Object point labels
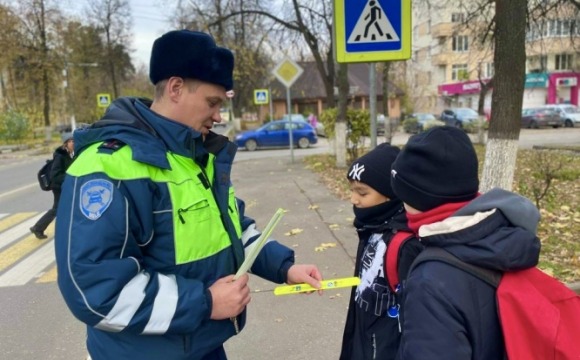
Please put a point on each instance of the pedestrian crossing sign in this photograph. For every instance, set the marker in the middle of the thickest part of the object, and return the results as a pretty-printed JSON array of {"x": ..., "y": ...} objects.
[
  {"x": 261, "y": 97},
  {"x": 372, "y": 30},
  {"x": 103, "y": 100}
]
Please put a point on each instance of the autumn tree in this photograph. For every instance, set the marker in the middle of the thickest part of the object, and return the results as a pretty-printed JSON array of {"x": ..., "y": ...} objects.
[
  {"x": 246, "y": 34},
  {"x": 113, "y": 19}
]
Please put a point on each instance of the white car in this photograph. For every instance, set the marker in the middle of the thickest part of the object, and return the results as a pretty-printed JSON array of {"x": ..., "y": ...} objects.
[{"x": 570, "y": 114}]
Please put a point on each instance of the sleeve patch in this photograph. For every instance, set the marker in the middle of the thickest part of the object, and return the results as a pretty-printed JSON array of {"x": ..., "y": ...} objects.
[
  {"x": 111, "y": 146},
  {"x": 96, "y": 196}
]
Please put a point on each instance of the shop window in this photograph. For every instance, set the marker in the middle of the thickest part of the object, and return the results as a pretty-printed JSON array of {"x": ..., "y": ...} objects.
[
  {"x": 563, "y": 62},
  {"x": 457, "y": 17},
  {"x": 460, "y": 43},
  {"x": 459, "y": 72}
]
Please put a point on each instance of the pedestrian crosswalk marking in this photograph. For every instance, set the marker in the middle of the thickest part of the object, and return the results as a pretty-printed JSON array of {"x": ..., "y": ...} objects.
[
  {"x": 8, "y": 220},
  {"x": 10, "y": 255},
  {"x": 25, "y": 259},
  {"x": 48, "y": 276},
  {"x": 29, "y": 268},
  {"x": 16, "y": 232},
  {"x": 373, "y": 26}
]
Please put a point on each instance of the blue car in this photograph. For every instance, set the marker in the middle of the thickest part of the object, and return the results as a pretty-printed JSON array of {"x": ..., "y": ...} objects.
[{"x": 276, "y": 134}]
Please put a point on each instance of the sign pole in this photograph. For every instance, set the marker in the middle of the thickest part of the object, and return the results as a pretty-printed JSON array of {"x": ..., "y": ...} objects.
[
  {"x": 288, "y": 104},
  {"x": 373, "y": 103},
  {"x": 271, "y": 105},
  {"x": 287, "y": 72}
]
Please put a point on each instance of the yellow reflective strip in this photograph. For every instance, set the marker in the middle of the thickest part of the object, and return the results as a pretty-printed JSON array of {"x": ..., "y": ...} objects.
[
  {"x": 49, "y": 276},
  {"x": 15, "y": 219},
  {"x": 13, "y": 253}
]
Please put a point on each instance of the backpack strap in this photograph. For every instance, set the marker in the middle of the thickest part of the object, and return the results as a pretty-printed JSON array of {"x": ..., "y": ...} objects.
[
  {"x": 392, "y": 258},
  {"x": 432, "y": 253}
]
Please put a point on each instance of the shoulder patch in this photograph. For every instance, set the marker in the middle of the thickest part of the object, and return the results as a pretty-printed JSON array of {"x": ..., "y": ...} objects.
[{"x": 96, "y": 196}]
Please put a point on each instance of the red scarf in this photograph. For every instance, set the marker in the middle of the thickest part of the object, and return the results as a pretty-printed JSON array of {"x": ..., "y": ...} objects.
[{"x": 442, "y": 212}]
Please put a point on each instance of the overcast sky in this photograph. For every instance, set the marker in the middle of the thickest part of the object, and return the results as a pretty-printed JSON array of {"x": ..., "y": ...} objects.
[{"x": 149, "y": 22}]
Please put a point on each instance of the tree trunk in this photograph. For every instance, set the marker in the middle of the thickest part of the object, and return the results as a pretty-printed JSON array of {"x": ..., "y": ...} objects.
[
  {"x": 340, "y": 126},
  {"x": 507, "y": 97}
]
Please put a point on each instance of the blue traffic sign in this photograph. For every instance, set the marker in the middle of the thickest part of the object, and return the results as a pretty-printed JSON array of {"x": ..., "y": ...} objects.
[{"x": 372, "y": 30}]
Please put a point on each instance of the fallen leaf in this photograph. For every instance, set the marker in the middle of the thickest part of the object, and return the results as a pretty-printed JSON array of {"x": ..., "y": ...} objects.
[
  {"x": 324, "y": 246},
  {"x": 294, "y": 232}
]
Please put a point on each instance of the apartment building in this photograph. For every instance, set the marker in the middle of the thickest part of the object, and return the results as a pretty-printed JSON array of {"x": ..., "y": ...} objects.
[{"x": 450, "y": 61}]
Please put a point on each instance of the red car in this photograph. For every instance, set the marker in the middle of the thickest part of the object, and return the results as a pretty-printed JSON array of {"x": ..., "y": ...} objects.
[{"x": 534, "y": 118}]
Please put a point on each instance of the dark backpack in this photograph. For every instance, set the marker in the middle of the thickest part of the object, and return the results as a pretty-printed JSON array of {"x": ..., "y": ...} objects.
[
  {"x": 392, "y": 259},
  {"x": 539, "y": 316},
  {"x": 44, "y": 179}
]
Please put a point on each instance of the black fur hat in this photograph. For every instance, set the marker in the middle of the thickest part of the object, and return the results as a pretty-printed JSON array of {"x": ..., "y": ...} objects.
[{"x": 192, "y": 55}]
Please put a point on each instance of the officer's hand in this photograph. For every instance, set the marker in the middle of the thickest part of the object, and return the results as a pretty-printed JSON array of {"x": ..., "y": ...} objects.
[
  {"x": 229, "y": 297},
  {"x": 304, "y": 273}
]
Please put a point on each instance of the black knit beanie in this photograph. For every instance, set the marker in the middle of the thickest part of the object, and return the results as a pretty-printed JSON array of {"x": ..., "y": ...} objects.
[
  {"x": 436, "y": 167},
  {"x": 374, "y": 169}
]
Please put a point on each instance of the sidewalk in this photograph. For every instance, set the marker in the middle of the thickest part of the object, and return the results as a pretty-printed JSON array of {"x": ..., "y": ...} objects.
[{"x": 295, "y": 327}]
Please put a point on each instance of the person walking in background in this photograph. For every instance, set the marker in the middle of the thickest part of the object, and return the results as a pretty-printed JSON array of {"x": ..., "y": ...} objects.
[
  {"x": 313, "y": 120},
  {"x": 153, "y": 233},
  {"x": 372, "y": 329},
  {"x": 63, "y": 157},
  {"x": 447, "y": 312}
]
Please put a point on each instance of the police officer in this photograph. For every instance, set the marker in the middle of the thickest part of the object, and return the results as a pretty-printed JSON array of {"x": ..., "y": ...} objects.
[{"x": 153, "y": 231}]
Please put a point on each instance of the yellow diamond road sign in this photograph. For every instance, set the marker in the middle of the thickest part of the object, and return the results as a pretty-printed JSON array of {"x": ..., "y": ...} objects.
[
  {"x": 261, "y": 96},
  {"x": 103, "y": 100},
  {"x": 287, "y": 72}
]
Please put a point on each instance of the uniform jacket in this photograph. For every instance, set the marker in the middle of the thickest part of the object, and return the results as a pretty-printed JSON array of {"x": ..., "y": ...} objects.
[
  {"x": 450, "y": 314},
  {"x": 62, "y": 161},
  {"x": 148, "y": 222},
  {"x": 370, "y": 332}
]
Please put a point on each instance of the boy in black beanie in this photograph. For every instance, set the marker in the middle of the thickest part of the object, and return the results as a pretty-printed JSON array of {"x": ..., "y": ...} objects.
[
  {"x": 372, "y": 329},
  {"x": 448, "y": 313}
]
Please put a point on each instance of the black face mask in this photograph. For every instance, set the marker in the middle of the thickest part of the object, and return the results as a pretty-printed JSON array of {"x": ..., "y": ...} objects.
[{"x": 378, "y": 214}]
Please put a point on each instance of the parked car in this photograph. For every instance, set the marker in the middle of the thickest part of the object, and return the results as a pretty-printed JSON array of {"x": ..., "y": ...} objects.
[
  {"x": 570, "y": 114},
  {"x": 459, "y": 116},
  {"x": 276, "y": 134},
  {"x": 534, "y": 118},
  {"x": 421, "y": 120},
  {"x": 300, "y": 117}
]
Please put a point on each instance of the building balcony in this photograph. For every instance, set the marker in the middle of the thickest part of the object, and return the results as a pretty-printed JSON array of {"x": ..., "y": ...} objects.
[
  {"x": 445, "y": 58},
  {"x": 442, "y": 30}
]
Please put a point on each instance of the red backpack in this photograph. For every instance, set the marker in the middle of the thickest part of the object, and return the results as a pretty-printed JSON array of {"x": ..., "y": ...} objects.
[
  {"x": 539, "y": 316},
  {"x": 392, "y": 259}
]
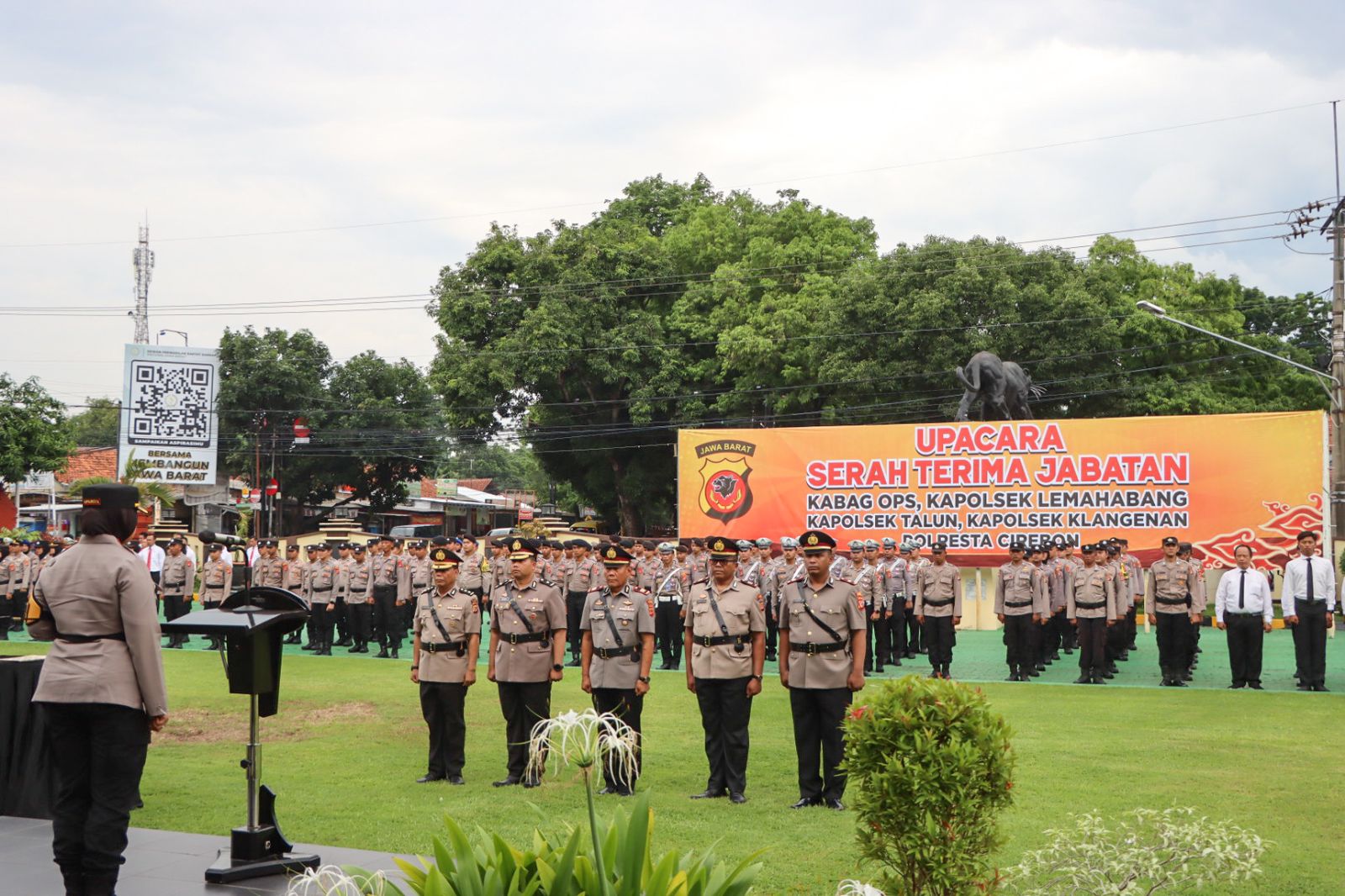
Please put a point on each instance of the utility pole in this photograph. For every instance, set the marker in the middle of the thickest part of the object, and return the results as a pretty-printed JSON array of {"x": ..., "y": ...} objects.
[{"x": 143, "y": 259}]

Exercise requirements:
Beginning at the line with "Please put a point on each instance of the red backpack" and ending at the last line of the listing above, retype each line exactly, including those two lines. Leave the pictures out.

Exercise output:
Please put a point on each instance of the red backpack in this photograph. For every instance, set the marker in the middle of the thickest part of the object, and return the results as a pretty-printed JSON array of {"x": ..., "y": ...} objects.
[
  {"x": 539, "y": 316},
  {"x": 392, "y": 259}
]
Please put a point on each instance of the utility pole in this photograph. For every instance, set the marker in the middle of the thickest part of the object, and return the results as a pretty-printed JSON array of {"x": ..., "y": ...} objects.
[{"x": 143, "y": 259}]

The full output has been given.